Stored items
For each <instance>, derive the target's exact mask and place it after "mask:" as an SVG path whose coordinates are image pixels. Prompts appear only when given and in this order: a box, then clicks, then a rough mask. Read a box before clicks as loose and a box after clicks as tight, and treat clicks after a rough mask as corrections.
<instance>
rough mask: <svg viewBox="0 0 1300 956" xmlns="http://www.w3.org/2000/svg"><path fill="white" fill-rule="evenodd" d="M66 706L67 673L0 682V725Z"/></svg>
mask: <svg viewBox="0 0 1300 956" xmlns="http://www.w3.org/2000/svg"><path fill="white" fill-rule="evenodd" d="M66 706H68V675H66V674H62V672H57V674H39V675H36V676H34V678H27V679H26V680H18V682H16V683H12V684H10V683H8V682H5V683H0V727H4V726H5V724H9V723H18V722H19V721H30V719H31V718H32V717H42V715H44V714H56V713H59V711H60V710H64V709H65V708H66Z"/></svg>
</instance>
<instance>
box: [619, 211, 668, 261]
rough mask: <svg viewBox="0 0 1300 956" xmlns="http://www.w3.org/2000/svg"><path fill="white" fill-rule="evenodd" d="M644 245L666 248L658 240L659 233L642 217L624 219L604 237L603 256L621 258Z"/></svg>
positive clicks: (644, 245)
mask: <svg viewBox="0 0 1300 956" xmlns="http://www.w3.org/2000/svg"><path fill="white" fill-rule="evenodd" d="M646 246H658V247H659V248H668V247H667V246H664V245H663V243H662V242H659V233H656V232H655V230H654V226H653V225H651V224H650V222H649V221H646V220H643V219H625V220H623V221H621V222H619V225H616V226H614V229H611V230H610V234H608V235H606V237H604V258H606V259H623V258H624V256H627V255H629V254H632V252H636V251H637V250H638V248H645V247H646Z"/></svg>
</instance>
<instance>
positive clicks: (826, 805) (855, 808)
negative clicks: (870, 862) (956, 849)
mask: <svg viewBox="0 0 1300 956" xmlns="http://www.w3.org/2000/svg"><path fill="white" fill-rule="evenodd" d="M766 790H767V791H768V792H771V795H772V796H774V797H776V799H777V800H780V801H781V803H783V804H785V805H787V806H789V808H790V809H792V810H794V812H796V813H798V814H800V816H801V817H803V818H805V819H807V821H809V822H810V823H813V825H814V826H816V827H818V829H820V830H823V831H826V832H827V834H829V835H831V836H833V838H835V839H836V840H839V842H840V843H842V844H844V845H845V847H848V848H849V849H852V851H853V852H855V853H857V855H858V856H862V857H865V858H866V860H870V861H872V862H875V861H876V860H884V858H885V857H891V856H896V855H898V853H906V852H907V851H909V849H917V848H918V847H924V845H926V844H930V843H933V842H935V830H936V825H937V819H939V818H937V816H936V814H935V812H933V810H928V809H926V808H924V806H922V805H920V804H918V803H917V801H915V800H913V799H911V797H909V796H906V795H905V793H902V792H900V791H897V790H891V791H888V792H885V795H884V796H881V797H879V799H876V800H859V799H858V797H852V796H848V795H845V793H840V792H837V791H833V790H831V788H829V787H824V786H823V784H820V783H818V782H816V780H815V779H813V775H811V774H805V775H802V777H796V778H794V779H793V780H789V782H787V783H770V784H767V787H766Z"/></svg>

§ **AIM OF THE EXERCISE**
How many lines of the data contain the string "clicks", with case counting? Reply with the number only.

§ **EXERCISE ANSWER**
4